▸ **PROBLEM DESCRIPTION**: Pick out all lines of the entries that include the word "below" and copy them.

▸ **EXCERPTED DATA**:
-.-.-

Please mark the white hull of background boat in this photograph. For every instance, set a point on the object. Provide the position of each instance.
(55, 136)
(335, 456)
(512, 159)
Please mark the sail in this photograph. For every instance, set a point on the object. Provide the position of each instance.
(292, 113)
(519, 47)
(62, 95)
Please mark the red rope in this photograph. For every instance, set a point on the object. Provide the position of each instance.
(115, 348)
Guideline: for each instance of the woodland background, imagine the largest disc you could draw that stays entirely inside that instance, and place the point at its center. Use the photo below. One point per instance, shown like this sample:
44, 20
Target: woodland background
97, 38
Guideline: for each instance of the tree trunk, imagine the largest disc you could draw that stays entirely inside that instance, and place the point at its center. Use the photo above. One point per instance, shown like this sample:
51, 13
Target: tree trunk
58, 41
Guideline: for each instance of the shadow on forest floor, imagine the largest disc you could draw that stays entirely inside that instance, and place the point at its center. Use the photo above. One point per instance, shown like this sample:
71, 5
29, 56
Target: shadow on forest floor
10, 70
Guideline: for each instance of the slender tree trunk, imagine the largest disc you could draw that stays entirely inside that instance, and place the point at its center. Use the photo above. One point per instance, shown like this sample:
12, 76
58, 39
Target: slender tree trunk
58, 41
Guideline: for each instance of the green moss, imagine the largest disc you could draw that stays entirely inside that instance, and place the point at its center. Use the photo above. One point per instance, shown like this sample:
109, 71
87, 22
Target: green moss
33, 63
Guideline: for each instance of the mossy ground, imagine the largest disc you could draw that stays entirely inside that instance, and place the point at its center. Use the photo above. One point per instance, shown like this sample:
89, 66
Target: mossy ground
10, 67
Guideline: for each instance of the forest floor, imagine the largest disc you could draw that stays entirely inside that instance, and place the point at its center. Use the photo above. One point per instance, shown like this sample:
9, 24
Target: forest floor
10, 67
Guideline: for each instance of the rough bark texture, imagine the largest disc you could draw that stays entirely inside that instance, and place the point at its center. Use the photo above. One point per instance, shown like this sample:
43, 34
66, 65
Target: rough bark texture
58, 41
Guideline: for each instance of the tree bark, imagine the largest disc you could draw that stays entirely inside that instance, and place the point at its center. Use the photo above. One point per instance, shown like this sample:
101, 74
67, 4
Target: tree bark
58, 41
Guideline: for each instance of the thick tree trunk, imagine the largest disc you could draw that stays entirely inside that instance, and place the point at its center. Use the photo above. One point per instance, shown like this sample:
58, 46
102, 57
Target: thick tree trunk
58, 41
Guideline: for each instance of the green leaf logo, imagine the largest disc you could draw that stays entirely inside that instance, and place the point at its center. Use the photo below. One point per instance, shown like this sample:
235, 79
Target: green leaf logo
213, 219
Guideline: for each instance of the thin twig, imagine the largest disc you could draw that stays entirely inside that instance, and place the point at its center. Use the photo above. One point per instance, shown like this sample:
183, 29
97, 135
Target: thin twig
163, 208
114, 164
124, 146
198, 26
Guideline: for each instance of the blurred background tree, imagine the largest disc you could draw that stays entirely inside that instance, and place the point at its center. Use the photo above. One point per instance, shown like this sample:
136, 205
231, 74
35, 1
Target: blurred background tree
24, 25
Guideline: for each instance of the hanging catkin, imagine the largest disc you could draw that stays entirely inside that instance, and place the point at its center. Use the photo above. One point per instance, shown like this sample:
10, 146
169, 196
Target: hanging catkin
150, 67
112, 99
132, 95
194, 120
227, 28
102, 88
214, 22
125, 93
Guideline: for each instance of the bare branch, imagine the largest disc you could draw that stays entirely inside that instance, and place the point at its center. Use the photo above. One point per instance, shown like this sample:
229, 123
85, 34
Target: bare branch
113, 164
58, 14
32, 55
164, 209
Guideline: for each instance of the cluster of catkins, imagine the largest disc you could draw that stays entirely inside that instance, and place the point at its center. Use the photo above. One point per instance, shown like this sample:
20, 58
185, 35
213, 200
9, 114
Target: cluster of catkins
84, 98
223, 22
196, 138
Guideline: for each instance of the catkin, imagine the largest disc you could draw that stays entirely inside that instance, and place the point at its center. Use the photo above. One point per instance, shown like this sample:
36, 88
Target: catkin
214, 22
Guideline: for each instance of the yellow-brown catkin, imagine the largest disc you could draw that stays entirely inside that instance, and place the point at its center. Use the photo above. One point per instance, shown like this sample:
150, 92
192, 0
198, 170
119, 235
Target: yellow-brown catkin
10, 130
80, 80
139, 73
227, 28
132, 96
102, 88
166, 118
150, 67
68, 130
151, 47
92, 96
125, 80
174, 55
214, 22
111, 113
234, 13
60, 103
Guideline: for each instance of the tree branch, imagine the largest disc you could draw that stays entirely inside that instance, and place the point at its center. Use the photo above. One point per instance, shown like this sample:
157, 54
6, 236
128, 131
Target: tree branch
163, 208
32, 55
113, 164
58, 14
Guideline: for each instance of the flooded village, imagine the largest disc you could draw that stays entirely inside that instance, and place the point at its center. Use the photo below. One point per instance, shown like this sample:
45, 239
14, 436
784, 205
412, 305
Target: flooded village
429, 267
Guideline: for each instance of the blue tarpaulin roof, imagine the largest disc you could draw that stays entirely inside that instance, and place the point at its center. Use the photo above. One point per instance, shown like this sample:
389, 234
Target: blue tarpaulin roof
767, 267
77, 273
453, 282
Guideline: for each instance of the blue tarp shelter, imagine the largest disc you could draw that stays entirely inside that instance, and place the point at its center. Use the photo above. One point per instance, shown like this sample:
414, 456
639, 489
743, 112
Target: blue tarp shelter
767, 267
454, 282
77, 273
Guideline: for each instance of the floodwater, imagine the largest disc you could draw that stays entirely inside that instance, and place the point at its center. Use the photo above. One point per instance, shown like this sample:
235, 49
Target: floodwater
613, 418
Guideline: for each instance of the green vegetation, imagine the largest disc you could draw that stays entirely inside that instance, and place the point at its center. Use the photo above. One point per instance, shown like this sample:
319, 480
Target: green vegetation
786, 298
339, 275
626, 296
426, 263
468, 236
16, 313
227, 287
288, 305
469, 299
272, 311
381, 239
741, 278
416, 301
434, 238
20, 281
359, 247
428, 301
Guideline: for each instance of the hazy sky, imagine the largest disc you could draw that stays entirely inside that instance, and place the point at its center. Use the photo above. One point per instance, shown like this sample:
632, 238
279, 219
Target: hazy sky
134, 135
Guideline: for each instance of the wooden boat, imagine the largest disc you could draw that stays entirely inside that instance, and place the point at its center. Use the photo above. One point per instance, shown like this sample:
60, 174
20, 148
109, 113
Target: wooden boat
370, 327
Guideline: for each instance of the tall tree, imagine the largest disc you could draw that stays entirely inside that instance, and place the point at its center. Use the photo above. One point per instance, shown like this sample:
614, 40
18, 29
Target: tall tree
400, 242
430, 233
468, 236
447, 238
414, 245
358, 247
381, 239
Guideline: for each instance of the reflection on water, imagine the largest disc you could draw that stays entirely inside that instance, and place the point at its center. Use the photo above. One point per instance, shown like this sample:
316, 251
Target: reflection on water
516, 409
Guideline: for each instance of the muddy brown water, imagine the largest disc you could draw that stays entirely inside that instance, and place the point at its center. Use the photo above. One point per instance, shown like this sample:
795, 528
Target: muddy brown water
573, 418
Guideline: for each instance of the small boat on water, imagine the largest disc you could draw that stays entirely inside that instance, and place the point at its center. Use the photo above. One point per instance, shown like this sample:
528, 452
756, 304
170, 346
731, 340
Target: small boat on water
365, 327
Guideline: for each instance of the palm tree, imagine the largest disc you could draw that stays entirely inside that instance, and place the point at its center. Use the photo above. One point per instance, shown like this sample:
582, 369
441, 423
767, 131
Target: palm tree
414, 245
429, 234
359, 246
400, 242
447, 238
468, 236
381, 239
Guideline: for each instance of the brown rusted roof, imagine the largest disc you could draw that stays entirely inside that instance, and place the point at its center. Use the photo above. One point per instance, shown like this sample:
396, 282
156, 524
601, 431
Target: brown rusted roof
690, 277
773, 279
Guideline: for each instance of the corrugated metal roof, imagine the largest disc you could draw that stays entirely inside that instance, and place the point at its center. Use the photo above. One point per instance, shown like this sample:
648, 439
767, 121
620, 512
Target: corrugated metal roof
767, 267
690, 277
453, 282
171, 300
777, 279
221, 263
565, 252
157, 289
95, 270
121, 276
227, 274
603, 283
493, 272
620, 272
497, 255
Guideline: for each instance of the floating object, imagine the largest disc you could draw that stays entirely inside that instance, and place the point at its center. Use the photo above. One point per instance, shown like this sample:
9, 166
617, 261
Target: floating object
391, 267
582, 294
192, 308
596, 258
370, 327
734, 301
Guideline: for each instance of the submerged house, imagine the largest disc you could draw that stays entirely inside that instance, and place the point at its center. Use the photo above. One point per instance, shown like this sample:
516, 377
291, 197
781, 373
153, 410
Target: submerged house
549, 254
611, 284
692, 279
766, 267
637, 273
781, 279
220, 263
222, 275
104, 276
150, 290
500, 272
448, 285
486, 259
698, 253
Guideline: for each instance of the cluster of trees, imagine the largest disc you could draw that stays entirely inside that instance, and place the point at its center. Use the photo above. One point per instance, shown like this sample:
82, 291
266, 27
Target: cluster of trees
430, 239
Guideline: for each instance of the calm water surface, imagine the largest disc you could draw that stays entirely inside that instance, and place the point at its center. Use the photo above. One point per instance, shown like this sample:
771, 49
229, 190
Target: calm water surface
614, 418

-.-.-

▸ **WRITTEN ANSWER**:
Guideline: for each instance of the woodland background, imagine the largest disc you could draw that stays entirely inside that instance, and place the point at its center. Use the photo below. One point per instance, shown like this sample:
Guideline: for each instance of the green leaf logo, imagine the largest disc you could draw that stays entirely inside that instance, and place the point at its center. Use the photo below. One point per instance, shown like this sample:
Guideline: for each instance of the flooded village, imagine the largest disc you could draw that stays entirely inside that instance, and place the point at its center. Use the photo below. One point per instance, shown like this sample:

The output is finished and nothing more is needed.